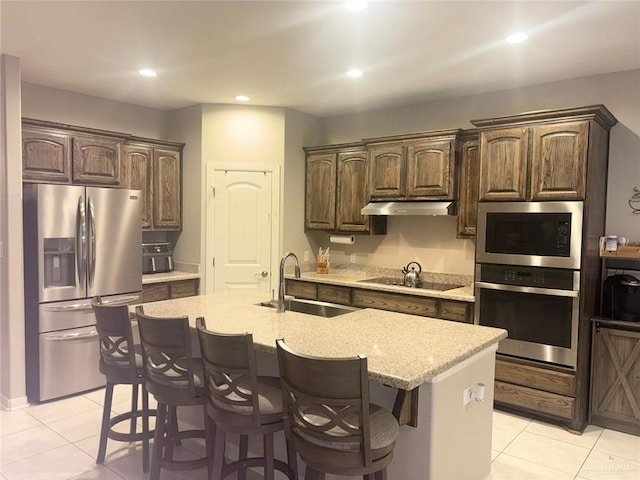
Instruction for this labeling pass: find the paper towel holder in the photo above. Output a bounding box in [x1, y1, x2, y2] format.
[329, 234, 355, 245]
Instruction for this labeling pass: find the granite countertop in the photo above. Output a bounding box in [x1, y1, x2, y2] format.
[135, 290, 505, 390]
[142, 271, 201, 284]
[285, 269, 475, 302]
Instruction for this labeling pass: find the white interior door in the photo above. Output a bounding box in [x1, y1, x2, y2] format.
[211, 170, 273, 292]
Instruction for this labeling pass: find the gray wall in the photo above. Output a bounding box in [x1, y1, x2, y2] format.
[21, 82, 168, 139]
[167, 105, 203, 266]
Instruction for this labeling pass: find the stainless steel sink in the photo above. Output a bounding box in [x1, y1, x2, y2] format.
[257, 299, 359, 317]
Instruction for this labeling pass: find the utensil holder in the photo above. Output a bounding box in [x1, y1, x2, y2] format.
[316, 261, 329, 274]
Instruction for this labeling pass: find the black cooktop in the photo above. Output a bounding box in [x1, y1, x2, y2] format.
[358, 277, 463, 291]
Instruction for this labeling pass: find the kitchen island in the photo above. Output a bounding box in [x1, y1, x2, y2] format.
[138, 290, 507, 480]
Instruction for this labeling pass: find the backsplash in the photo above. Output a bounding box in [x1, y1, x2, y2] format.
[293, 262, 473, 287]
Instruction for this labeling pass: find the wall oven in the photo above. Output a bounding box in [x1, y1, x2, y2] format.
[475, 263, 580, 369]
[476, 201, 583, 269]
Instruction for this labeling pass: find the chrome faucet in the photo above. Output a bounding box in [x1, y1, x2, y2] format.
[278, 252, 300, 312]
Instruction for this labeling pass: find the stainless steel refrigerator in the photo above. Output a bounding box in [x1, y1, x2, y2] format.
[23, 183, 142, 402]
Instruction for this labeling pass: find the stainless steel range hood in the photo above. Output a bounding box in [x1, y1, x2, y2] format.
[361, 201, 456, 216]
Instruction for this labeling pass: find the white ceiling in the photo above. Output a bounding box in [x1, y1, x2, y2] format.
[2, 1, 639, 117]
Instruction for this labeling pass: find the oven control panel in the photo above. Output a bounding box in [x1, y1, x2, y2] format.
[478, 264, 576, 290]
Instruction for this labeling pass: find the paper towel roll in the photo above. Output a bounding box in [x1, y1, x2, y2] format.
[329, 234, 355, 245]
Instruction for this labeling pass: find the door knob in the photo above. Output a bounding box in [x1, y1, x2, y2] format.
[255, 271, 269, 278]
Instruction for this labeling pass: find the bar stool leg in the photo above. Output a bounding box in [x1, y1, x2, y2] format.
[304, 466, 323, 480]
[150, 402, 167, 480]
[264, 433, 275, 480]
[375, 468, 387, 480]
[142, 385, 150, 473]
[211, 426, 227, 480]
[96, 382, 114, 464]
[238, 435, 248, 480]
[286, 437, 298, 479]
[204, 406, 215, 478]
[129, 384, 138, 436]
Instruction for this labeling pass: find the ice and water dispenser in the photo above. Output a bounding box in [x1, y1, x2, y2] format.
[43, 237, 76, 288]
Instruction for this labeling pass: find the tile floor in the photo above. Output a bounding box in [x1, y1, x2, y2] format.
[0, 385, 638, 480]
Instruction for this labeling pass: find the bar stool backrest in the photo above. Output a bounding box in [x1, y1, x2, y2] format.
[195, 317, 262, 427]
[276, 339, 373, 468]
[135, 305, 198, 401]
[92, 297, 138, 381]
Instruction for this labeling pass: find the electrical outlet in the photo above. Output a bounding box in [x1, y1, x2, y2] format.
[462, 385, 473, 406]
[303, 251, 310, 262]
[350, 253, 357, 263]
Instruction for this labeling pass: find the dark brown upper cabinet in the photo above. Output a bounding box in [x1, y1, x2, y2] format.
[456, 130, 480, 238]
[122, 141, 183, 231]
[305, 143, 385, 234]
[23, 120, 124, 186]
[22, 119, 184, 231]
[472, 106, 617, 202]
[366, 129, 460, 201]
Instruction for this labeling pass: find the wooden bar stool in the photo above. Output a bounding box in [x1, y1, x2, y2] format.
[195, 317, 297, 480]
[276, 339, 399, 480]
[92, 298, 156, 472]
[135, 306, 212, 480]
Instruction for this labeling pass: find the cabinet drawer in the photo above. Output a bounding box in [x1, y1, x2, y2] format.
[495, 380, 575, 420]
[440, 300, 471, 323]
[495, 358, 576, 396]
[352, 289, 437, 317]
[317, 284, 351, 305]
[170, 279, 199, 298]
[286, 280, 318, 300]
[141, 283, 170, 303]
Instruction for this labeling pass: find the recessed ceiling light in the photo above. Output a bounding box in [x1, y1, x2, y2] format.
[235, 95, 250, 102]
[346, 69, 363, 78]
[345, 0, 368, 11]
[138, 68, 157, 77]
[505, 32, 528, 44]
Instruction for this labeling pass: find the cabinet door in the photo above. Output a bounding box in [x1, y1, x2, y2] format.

════════════════

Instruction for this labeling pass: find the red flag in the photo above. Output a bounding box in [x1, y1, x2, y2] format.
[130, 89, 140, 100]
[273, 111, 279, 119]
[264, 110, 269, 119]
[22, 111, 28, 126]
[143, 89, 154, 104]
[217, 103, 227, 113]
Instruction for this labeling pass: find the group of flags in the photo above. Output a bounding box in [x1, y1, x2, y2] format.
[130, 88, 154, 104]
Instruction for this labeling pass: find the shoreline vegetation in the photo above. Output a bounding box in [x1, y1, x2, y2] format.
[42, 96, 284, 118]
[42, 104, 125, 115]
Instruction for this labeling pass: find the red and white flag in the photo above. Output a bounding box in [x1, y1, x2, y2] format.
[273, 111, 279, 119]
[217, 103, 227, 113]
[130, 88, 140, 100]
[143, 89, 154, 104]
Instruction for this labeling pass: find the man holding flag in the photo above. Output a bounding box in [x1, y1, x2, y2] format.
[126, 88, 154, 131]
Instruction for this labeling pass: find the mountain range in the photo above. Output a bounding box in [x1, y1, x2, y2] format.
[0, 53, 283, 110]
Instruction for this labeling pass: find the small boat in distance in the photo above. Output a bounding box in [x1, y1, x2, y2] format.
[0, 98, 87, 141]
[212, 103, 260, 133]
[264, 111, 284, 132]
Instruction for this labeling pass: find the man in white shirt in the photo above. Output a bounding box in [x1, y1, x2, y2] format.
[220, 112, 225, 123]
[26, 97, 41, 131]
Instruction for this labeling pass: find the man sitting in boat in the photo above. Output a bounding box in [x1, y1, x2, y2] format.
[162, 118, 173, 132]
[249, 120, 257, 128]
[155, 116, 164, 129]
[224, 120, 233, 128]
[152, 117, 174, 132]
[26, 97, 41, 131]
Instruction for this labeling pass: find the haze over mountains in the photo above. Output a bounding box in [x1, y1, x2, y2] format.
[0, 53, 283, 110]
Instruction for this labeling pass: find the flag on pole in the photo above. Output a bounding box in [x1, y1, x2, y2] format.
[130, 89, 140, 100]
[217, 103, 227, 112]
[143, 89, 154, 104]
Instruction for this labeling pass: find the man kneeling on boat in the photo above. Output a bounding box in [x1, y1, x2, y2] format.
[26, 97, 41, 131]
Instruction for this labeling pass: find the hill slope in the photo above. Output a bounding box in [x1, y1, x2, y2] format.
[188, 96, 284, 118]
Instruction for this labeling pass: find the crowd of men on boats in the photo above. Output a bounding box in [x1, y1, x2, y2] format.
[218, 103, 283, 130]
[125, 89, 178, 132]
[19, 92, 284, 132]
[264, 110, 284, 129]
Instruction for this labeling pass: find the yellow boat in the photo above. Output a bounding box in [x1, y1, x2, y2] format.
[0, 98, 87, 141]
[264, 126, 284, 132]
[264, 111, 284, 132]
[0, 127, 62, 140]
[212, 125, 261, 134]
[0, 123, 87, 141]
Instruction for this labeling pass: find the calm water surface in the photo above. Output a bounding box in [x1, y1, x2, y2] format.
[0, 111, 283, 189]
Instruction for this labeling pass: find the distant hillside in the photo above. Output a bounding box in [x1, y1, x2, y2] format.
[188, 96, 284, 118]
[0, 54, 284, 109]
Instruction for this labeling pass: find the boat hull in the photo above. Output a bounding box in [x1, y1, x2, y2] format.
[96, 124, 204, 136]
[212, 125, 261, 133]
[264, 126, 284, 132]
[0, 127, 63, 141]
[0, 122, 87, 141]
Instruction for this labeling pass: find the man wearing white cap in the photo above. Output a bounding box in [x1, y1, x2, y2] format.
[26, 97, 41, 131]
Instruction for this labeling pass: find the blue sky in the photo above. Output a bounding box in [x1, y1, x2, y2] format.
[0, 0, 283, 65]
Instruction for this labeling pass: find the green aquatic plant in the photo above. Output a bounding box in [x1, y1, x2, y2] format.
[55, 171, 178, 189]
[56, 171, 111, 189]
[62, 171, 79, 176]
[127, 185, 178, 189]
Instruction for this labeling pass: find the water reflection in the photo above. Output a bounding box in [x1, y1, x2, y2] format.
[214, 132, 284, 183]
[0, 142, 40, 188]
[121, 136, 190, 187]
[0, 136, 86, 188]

════════════════

* **Problem**:
Could you restate, word for word, the lines above from the one with "Instruction for this labeling pass: find the recessed" to the one with "Instruction for this labeling pass: find the cabinet door", both included?

* **Written answer**:
Instruction for this labeling pass: find the recessed ceiling light in the photo above. Output a bounding box in [x1, y1, x2, y2] format.
[235, 95, 250, 102]
[346, 69, 363, 78]
[345, 0, 368, 11]
[138, 68, 157, 77]
[505, 32, 528, 44]
Instruction for this labeling pass: find the cabinet door in the photo above. Output a bounding box in [x1, y1, x2, y2] format.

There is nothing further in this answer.